==== Verilen metin ====

Emsal Mahkeme Kararı İstanbul 12. Asliye Ticaret Mahkemesi 2018/215 E. 2019/764 K. 18.07.2019 T.

Görüntülediğiniz mahkeme kararı kesinleşmiş bir karardır.

T.C.
İSTANBUL
12. ASLİYE TİCARET MAHKEMESİ

ESAS NO : 2018/215 Esas
KARAR NO : 2019/764

DAVA : Tazminat (Hizmet Sözleşmesinden Kaynaklanan)
DAVA TARİHİ: 07/03/2018
KARAR TARİHİ: 18/07/2019

Mahkememizde görülmekte olan Tazminat (Hizmet Sözleşmesinden Kaynaklanan) davasının yapılan açık yargılaması sonunda,
GEREĞİ DÜŞÜNÜLDÜ :
DAVA :Davacı vekili sunduğu dilekçesi ile davacının, davalının bayisi olarak güvenlik sistemleri ve kamera sistemleri alım, satım ve kurulumunu yaptığı, davalının … firmasının Türkiye ayağı olarak faaliyet gösterdiğini, mülkiyetin tümüyle … sahipliğinde olduğunu, ortakların ve yönetim kurulunun aynı olduğu ve davalının … şirketinin Türkiye temsilcisi ve yetkilisi olduğunu belirterek … tarafından üretilen ve kendisine satılan… özellikli kameraları sattıktan sonra kurulum yapıldığı yerde sistemin çalışmadığı, … özelliğinin haiz olmadığını, bunun üzerine şikayet ve iadeler aldıklarını, şirketin kamera üretiminden vazgeçtiği cihetiyle ayıpların üstesinden gelemediklerini, aynı pozisyonda olan…Şti.’nin yaptırmış olduğu Beykoz Sulh Hukuk Mahkemesinde yapılan tespit ile onvif özelliğinin uluslararası bir geçerlilik olduğu, kitapçık ve internet sitesinde bu özelliklerin olduğu bildirilmiş olmasına rağmen yapılan incelemede bu özellikleri taşımadığı, görüntülerde donma, görüntü gelmeme gibi hataların yaşandığı, bunun üzerine davalı hakkında tespit yaptıran firmaca icra takibi yapıldığı ancak takibe davalı tarafça itiraz edildiği, kendilerinin de icra takibi yapmaları halinde aynı akıbete uğrayacaklarını düşündüklerinden onvif özelliği bulunmamasına rağmen varmış gibi satılan gerekli yazılımsal ve donanımsal desteğin verilmemesi nedeniyle ayıplı hale gelen kameralardan dolayı uğranılan zararların telafisi için şimdilik belirsiz alacak davası olarak fazlaya ilişkin haklar saklı kalmak üzere 320.000,00 TL’nin dava tarihi ile birlikte yasal faizi ile davalıdan tahsilini talep etmiştir.

====

Yazılı görev 1: Mahkeme kararında "ESAS NO" ile "KARAR TARİHİ" arasında iki noktayla verilen beş alanı değerleriyle birlikte sırala.
Bu mahkeme kararı ile ardından gelen satırlar ayrı kaynaklardan alınmıştır.

==== Çıkarılan malzeme ====

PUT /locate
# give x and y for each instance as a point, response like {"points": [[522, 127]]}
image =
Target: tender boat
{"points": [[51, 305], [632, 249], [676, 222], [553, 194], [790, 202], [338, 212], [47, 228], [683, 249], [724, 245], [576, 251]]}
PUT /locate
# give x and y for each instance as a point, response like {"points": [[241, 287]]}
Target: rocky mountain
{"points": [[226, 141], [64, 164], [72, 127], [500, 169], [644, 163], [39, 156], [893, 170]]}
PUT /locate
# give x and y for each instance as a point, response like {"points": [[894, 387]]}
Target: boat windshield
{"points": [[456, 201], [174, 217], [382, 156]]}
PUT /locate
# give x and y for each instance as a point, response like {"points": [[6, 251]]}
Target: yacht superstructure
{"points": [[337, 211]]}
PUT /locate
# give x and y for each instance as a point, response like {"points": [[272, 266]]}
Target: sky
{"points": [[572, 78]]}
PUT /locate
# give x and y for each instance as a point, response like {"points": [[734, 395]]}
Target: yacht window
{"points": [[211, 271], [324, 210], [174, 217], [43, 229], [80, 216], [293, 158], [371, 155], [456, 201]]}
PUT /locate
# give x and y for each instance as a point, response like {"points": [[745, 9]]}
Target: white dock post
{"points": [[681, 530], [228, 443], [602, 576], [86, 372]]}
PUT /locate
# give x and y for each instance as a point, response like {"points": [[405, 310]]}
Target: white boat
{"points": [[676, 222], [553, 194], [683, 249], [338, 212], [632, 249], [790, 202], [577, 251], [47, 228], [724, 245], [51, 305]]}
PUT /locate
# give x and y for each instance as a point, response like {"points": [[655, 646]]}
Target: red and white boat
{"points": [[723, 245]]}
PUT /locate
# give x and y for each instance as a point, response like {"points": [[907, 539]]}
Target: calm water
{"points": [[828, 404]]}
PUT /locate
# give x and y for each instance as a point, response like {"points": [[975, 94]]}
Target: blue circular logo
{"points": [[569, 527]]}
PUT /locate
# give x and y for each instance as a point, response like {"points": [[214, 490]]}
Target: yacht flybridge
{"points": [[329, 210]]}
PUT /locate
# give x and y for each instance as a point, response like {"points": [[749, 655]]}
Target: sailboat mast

====

Yazılı görev 2: Mahkeme kararından sonra gelen satırların hepsini hiçbir değişiklik yapmadan tekrar yaz.

Örnek cevap 1:
- ESAS NO: 2018/215 Esas
- KARAR NO: 2019/764
- DAVA: Tazminat (Hizmet Sözleşmesinden Kaynaklanan)
- DAVA TARİHİ: 07/03/2018
- KARAR TARİHİ: 18/07/2019

Örnek cevap 2:
PUT /locate
# give x and y for each instance as a point, response like {"points": [[522, 127]]}
image =
Target: tender boat
{"points": [[51, 305], [632, 249], [676, 222], [553, 194], [790, 202], [338, 212], [47, 228], [683, 249], [724, 245], [576, 251]]}
PUT /locate
# give x and y for each instance as a point, response like {"points": [[241, 287]]}
Target: rocky mountain
{"points": [[226, 141], [64, 164], [72, 127], [500, 169], [644, 163], [39, 156], [893, 170]]}
PUT /locate
# give x and y for each instance as a point, response like {"points": [[894, 387]]}
Target: boat windshield
{"points": [[456, 201], [174, 217], [382, 156]]}
PUT /locate
# give x and y for each instance as a point, response like {"points": [[6, 251]]}
Target: yacht superstructure
{"points": [[337, 211]]}
PUT /locate
# give x and y for each instance as a point, response like {"points": [[272, 266]]}
Target: sky
{"points": [[572, 78]]}
PUT /locate
# give x and y for each instance as a point, response like {"points": [[734, 395]]}
Target: yacht window
{"points": [[211, 271], [324, 210], [174, 217], [43, 229], [80, 216], [293, 158], [371, 155], [456, 201]]}
PUT /locate
# give x and y for each instance as a point, response like {"points": [[745, 9]]}
Target: white dock post
{"points": [[681, 530], [228, 443], [602, 576], [86, 372]]}
PUT /locate
# give x and y for each instance as a point, response like {"points": [[405, 310]]}
Target: white boat
{"points": [[676, 222], [553, 194], [683, 249], [338, 212], [632, 249], [790, 202], [577, 251], [47, 228], [724, 245], [51, 305]]}
PUT /locate
# give x and y for each instance as a point, response like {"points": [[655, 646]]}
Target: red and white boat
{"points": [[723, 245]]}
PUT /locate
# give x and y for each instance as a point, response like {"points": [[907, 539]]}
Target: calm water
{"points": [[828, 404]]}
PUT /locate
# give x and y for each instance as a point, response like {"points": [[975, 94]]}
Target: blue circular logo
{"points": [[569, 527]]}
PUT /locate
# give x and y for each instance as a point, response like {"points": [[214, 490]]}
Target: yacht flybridge
{"points": [[329, 210]]}
PUT /locate
# give x and y for each instance as a point, response like {"points": [[749, 655]]}
Target: sailboat mast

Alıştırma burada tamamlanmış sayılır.